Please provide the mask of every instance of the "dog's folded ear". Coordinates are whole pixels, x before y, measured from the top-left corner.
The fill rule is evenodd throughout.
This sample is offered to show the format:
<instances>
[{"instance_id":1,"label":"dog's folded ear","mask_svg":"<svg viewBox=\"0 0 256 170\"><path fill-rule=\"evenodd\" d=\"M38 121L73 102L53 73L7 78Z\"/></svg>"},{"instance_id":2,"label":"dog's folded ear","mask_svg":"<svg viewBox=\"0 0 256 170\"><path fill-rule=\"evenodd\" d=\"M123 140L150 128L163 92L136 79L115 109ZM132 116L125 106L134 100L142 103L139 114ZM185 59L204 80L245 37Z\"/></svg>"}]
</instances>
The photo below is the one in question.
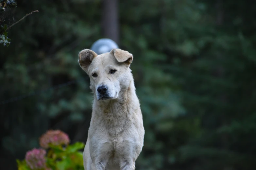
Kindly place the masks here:
<instances>
[{"instance_id":1,"label":"dog's folded ear","mask_svg":"<svg viewBox=\"0 0 256 170\"><path fill-rule=\"evenodd\" d=\"M90 50L86 49L80 51L78 54L78 63L81 68L87 72L92 61L97 55L98 54Z\"/></svg>"},{"instance_id":2,"label":"dog's folded ear","mask_svg":"<svg viewBox=\"0 0 256 170\"><path fill-rule=\"evenodd\" d=\"M132 54L127 51L119 49L113 49L110 51L110 53L114 55L119 63L123 63L129 65L132 62Z\"/></svg>"}]
</instances>

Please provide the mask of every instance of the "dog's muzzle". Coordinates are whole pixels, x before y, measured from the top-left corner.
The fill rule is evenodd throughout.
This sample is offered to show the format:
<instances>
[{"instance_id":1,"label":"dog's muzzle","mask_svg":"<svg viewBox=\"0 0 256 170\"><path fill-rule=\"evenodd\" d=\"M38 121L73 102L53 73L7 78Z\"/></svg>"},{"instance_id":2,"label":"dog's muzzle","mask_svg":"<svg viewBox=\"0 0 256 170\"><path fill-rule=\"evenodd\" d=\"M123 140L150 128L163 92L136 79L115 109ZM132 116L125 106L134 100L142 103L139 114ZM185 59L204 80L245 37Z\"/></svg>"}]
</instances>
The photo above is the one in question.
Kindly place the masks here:
<instances>
[{"instance_id":1,"label":"dog's muzzle","mask_svg":"<svg viewBox=\"0 0 256 170\"><path fill-rule=\"evenodd\" d=\"M99 93L99 98L101 100L105 100L110 97L108 94L108 87L105 85L102 85L98 88L97 90L98 92Z\"/></svg>"}]
</instances>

• _Challenge_
All of the material above is to be copied exactly, except for its images.

• _Output for this exercise_
Please provide the mask of every instance of the "dog's folded ear". Coordinates are whole pixels, x before y, measured from the top-left corner.
The fill rule is evenodd throughout.
This sample is offered to show the format:
<instances>
[{"instance_id":1,"label":"dog's folded ear","mask_svg":"<svg viewBox=\"0 0 256 170\"><path fill-rule=\"evenodd\" d=\"M38 121L73 102L53 73L7 78Z\"/></svg>"},{"instance_id":2,"label":"dog's folded ear","mask_svg":"<svg viewBox=\"0 0 256 170\"><path fill-rule=\"evenodd\" d=\"M123 140L150 128L163 92L136 79L115 109ZM132 116L125 106L134 100L142 103L139 114ZM185 59L204 80L245 37Z\"/></svg>"}]
</instances>
The photo below is the one in question.
Kindly place the masks here:
<instances>
[{"instance_id":1,"label":"dog's folded ear","mask_svg":"<svg viewBox=\"0 0 256 170\"><path fill-rule=\"evenodd\" d=\"M90 50L86 49L80 51L78 54L78 63L81 68L87 72L92 61L97 55L98 54Z\"/></svg>"},{"instance_id":2,"label":"dog's folded ear","mask_svg":"<svg viewBox=\"0 0 256 170\"><path fill-rule=\"evenodd\" d=\"M132 54L127 51L119 49L113 49L110 51L110 53L114 55L119 63L123 63L129 65L132 62Z\"/></svg>"}]
</instances>

Please provide the mask of every instance of the "dog's muzzle". Coordinates are whole pixels, x before y, measured from the top-left corner.
The fill rule is evenodd throughout.
This sample is offered to show the format:
<instances>
[{"instance_id":1,"label":"dog's muzzle","mask_svg":"<svg viewBox=\"0 0 256 170\"><path fill-rule=\"evenodd\" d=\"M38 121L73 102L53 73L7 78Z\"/></svg>"},{"instance_id":2,"label":"dog's muzzle","mask_svg":"<svg viewBox=\"0 0 256 170\"><path fill-rule=\"evenodd\" d=\"M123 140L150 128L163 92L136 79L115 109ZM132 116L125 106L134 100L142 103L139 114ZM185 59L204 80L245 37Z\"/></svg>"}]
</instances>
The photo above is the one in question.
Kindly place the masks here:
<instances>
[{"instance_id":1,"label":"dog's muzzle","mask_svg":"<svg viewBox=\"0 0 256 170\"><path fill-rule=\"evenodd\" d=\"M99 93L99 98L101 100L105 100L110 97L108 94L108 87L105 85L102 85L98 88L97 90L98 92Z\"/></svg>"}]
</instances>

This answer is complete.